Provided entries |
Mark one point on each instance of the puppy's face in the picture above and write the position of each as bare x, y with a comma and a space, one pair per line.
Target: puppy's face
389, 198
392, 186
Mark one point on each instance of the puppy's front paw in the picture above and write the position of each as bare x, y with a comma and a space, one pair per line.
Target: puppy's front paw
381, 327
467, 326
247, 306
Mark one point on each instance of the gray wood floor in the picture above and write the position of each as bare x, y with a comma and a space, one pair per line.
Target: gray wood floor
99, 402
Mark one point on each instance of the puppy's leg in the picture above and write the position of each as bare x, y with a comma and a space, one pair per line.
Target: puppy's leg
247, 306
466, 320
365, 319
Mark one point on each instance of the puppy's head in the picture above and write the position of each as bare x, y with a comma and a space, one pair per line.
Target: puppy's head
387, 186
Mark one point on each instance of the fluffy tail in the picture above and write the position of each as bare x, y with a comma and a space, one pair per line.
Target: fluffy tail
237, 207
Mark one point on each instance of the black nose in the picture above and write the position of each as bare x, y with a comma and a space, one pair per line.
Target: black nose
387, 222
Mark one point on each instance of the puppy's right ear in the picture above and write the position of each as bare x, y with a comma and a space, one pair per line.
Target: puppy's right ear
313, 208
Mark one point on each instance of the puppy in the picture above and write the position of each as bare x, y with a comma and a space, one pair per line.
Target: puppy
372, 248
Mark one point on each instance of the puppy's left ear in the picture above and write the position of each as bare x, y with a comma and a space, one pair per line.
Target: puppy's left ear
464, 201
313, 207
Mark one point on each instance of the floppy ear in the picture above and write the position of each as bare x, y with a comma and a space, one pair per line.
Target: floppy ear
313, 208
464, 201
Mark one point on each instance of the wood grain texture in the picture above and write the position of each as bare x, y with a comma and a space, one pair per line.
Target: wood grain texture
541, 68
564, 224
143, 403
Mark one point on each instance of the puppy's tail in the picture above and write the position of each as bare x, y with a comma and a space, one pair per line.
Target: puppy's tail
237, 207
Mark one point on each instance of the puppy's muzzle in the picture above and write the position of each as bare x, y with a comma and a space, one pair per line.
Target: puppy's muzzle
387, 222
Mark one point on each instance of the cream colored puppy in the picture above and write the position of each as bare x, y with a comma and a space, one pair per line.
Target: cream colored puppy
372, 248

Exercise details | All entries above are to be reproduced exactly.

Result of the task |
Mark one point on each instance of the puppy's face in the picture above and write the position of each as bare x, y with a comma and a space, one pair per line.
Target: puppy's face
389, 198
392, 186
Mark one point on each instance of the puppy's front paw in the picture above and write the position of each as bare x, y with a comma and a space, one pair per line.
Target: puppy's front paw
381, 327
467, 326
247, 306
Mark one point on each instance of the gray wood floor in the picture above and write the position of each as bare x, y with a comma and a space, one pair per line.
Target: gray wood floor
99, 402
Mark one point on each instance of the puppy's leg in the picture above and write the position of each as bare x, y with a comma and a space, one pair per line.
Target: puppy's leg
247, 306
466, 320
365, 319
Mark one point on each instance of the puppy's head in the picture above and write the position of each as bare x, y with a comma and a space, one pair per line.
Target: puppy's head
387, 186
Mark one point on each instance of the fluffy tail in the picture above and write the position of each as bare x, y with a comma and a space, one pair per line.
Target: fluffy tail
237, 207
Mark one point on each instance of the black nose in the picture above and write the position of each as bare x, y with a comma and a space, one pair per line.
Target: black nose
387, 222
Mark one point on each instance of the puppy's right ear in the picture above and write the position of each as bare x, y with a comma and a space, one pair per line.
Target: puppy's right ear
313, 208
Mark one point on each instance of the puppy in the picture above and write the position of each as bare x, y with a comma and a space, one pair per line.
Target: puppy
372, 248
Mark one point on each instance of the puppy's left ear in the picture above and write the position of each as bare x, y with a comma and a space, one pair per line.
Target: puppy's left ear
464, 201
313, 207
Mark one point on each instance of the floppy ear in the picture above and write the position of each as bare x, y with a comma and a space, one pair per line.
Target: floppy ear
313, 208
464, 201
Mark one point on each instance of the wood grain texture in the picture above and write the position of each as bare x, y with a comma and a space, one pair per line.
Target: wood grain texture
541, 68
564, 224
143, 403
Mark one point on each instance of the puppy's tail in the picture above and write the position of each as bare x, y with a comma and a space, one pair per line.
Target: puppy's tail
237, 207
Mark one point on each instance of the puppy's muzzle in the picture above and write the position of each as bare x, y with a comma and a space, one pair per line.
Target: puppy's muzzle
387, 222
Mark one point on each instance of the cream colored puppy in the picture above and write the position of each as bare x, y with a comma and a space, one pair per line.
Target: cream colored puppy
372, 248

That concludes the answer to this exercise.